=== ACTION ITEM ===
Give the records again in full, exactly as they appear.

=== DATA SECTION ===
####
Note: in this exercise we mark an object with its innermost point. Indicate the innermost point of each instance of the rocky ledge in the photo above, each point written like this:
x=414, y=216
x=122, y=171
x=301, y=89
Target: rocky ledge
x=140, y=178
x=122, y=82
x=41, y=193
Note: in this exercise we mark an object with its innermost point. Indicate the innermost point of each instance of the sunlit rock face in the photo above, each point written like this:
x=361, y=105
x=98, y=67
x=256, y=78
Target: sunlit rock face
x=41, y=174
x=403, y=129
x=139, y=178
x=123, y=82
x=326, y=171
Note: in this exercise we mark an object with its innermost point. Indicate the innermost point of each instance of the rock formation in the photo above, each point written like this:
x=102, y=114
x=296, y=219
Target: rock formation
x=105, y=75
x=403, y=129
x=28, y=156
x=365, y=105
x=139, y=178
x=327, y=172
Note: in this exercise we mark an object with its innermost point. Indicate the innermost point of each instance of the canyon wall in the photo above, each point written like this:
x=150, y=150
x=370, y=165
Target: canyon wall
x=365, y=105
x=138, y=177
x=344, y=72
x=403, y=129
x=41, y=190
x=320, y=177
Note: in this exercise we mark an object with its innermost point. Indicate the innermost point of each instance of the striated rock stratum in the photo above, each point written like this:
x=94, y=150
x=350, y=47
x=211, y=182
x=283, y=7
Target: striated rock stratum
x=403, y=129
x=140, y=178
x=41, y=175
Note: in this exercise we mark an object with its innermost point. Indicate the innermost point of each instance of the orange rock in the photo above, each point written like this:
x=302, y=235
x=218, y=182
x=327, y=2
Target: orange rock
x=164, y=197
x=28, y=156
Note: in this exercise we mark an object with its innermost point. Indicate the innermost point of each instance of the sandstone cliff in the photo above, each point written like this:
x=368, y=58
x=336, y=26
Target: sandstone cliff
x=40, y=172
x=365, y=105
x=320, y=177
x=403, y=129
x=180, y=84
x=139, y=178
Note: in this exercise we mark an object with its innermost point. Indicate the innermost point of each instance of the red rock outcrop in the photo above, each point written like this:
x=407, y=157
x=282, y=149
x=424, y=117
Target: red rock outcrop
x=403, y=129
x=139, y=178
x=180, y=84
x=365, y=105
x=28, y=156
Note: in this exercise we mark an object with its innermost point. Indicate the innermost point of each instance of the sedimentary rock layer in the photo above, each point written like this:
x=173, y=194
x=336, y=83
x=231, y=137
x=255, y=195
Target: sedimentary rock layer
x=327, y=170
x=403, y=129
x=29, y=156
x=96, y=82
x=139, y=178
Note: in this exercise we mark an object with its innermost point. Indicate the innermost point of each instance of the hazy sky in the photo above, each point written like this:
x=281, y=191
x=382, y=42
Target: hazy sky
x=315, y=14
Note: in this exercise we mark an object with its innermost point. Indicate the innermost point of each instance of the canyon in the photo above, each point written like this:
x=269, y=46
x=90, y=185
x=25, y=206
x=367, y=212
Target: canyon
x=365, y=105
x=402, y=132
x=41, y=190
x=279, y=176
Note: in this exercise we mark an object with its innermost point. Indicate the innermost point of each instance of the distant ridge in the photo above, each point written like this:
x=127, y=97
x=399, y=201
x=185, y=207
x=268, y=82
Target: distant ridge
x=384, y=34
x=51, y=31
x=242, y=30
####
=== TASK OUTPUT ===
Note: in this exercise we mark an object with its innermost point. Indicate the innermost point of each instance of the rocky ledge in the photo above, each point written like this:
x=414, y=216
x=122, y=171
x=301, y=89
Target: rocky ledge
x=140, y=178
x=122, y=82
x=41, y=193
Note: in this exercise we mark an object with its innermost point. Indicate the innermost point of each instance of the sunlit rock face in the photo above, each point written like this:
x=361, y=105
x=98, y=67
x=256, y=78
Target: sunlit rock face
x=41, y=174
x=403, y=129
x=139, y=178
x=123, y=82
x=326, y=171
Note: in this exercise we mark an object with its innermost point. Indicate the innermost point of each instance of the rock formation in the photo above, each point written like this:
x=102, y=114
x=296, y=219
Target: rock formation
x=105, y=75
x=403, y=129
x=28, y=156
x=365, y=105
x=139, y=178
x=327, y=172
Note: in this exercise we mark an object with its innermost point. Indicate the innermost point of each instance of the canyon wall in the photo above, each point written like this:
x=150, y=150
x=370, y=165
Target: canyon wall
x=365, y=105
x=138, y=177
x=344, y=72
x=403, y=129
x=41, y=190
x=320, y=177
Note: in this exercise we mark an object with its innermost point. Indicate the innermost point of each instance of the striated rock stratum in the photo above, each point written like this:
x=94, y=150
x=350, y=47
x=211, y=182
x=283, y=7
Target: striated rock stratum
x=403, y=129
x=140, y=178
x=41, y=175
Note: in this exercise we mark an object with its innermost point. Indicate the innermost point of each instance of the orange rock in the photo above, each point written like this:
x=302, y=235
x=218, y=182
x=327, y=2
Target: orange rock
x=164, y=197
x=28, y=156
Note: in this exercise we mark an object with its innermost point. Indicate the innermost point of each instance of the sandstone cliff in the photo above, each point written like this:
x=368, y=58
x=336, y=26
Target: sandstone cliff
x=40, y=172
x=365, y=105
x=320, y=177
x=403, y=129
x=180, y=84
x=139, y=178
Note: in this exercise we mark an object with its innermost point. Indicate the innermost point of each instance of the red rock outcrop in the photo above, each point written like this:
x=407, y=157
x=282, y=149
x=424, y=117
Target: red rock outcrop
x=403, y=129
x=139, y=178
x=180, y=84
x=365, y=105
x=28, y=156
Note: in this exercise we mark an object with its innermost point. Indicate the innermost point of each instance of the sedimentary rock layer in the photo above, each point written like this:
x=173, y=194
x=336, y=83
x=231, y=137
x=255, y=195
Target: sedimentary rock layer
x=327, y=170
x=403, y=129
x=29, y=156
x=96, y=82
x=139, y=178
Note: in this exercise we mark an object with its innermost point. Indicate the innermost point of each instance of the hazy sky in the photo above, each point written like this:
x=281, y=191
x=382, y=42
Target: hazy sky
x=315, y=14
Note: in this exercise we mark an object with its innermost point. Indicate the innermost point of each instance of the canyon in the photo above, each point written like this:
x=269, y=46
x=90, y=185
x=25, y=206
x=367, y=212
Target: canyon
x=365, y=105
x=402, y=132
x=41, y=190
x=279, y=176
Note: in this exercise we mark an object with its innermost point. Indicate the innermost point of each instance of the distant ridge in the photo above, each point written like this:
x=127, y=97
x=399, y=201
x=185, y=207
x=268, y=82
Target: distant ridge
x=384, y=34
x=51, y=31
x=242, y=30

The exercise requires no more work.